→ **WORK ORDER 1**
Answer these questions from the article on late-night electronics and children's sleep:
(a) At which university did the study take place?
(b) How many participants did the researchers track, and what was their age range?
(c) How many hours of nightly sleep do children and teenagers require?
→ **WORK ORDER 2**
Continue the article on late-night electronics and children's sleep, starting after its final sentence.

→ **EXTRACT**

New Study Finds Late Night Electronics Increase Insomnia in Children and Teens
A new study published in the current issue of the journal Pediatrics finds that electronic gadgets—such as TV, video games, and computers—increase the time it takes for children and teenagers to fall asleep, increasing their risk for insomnia and symptoms of daytime sleepiness. The study, which took place at the University of Auckland in New Zealand, was led by Dr. Louise Foley. The researchers tracked the habits of 2,016 participants between the ages of 5 and 18. Participants reported their activities for the 90 minutes prior to sleep, which were then categorized into 3 groups: 1) Self-care 2) Non-screen sedentary time & 3) Screen sedentary time. Researchers found that the children and teenagers who spent the majority of their time before bed engaged in “screen sedentary time” had more difficulty falling asleep than those who were listed under categories 1 and 2.
The study’s findings reveal a serious problem that goes beyond trouble falling asleep. Prolonged time needed for sleep onset is an indication that your child may also be suffering from sleep deficits. A few extra minutes each night of wakefulness accumulates to hours of missed sleep each week. According to sleep professionals and the National Sleep Foundation, children and teenagers must have more sleep than their adult counterparts. Adults need at least 7 to 8 hours of sleep each night while children and teenagers require 9 to 11 hours of nightly sleep for body and brain rejuvenation.

→ **DATA EXCERPTS**
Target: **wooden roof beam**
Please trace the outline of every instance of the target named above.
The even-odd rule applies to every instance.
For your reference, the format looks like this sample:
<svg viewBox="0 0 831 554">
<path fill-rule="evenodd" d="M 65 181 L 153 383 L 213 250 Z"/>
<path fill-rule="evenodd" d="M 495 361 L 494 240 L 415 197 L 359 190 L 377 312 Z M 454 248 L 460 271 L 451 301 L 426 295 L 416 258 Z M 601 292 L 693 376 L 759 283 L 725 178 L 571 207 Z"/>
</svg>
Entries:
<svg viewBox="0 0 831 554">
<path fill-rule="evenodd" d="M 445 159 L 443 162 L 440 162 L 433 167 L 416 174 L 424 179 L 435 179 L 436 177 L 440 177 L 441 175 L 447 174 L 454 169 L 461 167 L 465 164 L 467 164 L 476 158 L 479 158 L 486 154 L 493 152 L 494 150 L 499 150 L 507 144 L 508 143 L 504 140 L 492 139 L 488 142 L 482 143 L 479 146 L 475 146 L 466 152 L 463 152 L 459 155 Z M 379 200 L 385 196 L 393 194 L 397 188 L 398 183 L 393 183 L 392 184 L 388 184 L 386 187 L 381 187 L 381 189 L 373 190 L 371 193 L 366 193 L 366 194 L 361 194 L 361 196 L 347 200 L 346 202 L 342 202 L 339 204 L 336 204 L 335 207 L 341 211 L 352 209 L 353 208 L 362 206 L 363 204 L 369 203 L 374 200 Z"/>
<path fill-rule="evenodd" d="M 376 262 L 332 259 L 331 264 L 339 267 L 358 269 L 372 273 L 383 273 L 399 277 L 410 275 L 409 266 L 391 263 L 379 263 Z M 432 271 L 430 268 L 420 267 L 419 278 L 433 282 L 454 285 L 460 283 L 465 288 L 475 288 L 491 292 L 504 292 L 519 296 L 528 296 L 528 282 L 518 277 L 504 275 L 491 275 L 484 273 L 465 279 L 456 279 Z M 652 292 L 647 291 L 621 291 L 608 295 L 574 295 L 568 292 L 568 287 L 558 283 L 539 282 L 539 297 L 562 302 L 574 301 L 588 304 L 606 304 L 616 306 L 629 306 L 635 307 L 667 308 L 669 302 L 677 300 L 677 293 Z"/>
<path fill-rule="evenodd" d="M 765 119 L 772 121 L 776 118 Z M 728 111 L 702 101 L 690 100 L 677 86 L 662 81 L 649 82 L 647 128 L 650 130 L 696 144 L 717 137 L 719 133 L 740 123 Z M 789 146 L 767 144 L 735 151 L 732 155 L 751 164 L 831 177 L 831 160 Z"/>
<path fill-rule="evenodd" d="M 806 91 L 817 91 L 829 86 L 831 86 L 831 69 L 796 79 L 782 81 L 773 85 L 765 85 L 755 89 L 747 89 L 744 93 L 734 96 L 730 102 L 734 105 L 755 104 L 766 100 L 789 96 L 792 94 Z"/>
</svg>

→ **WRITTEN REPLY 1**
(a) The University of Auckland in New Zealand.
(b) 2,016 participants, between the ages of 5 and 18.
(c) 9 to 11 hours.

→ **WRITTEN REPLY 2**
The study’s findings indicate a critical need for ensuring adequate sleep duration in children and teenagers, especially when paired with the evidence from other studies linking insufficient sleep to behavioral problems. One cause for heightened wakefulness after extended “screen sedentary time” is the body’s reaction to the blue/green light that electronics emit. The body’s circadian rhythm—its internal clock—is disrupted by the blue/green light from electronics and slows the release of hormones that induce sleep. As a result of limited sleep, your child will suffer from symptoms of daytime sleepiness that include:
- Lowered attention span
- Decreased short-term memory
Below are a few tips to help your children get the restful, restorative sleep their young bodies and minds need.
Tips for Helping Your Children Get the Rest They Require:
Have a nightly bedtime routine that excludes stimulating electronics at least 90 minutes prior to sleep.
Complete all physical activities at least 2 hours before your child’s bedtime.
Eliminate districting lights and noise as much as possible in your child’s room, especially bedside clocks and other reminders of daytime activities.
Nighttime activities immediately before bed can include reading, journaling, or listening to soothing music.
Increase time spent outdoors—sunlight regulates the body’s circadian rhythm and ensures that sleep inducing hormones are released at night.
Cut out the caffeine by the late afternoon hours. With the upsurge in energy drinks, it is important to make sure that your child stops drinking them well before bed.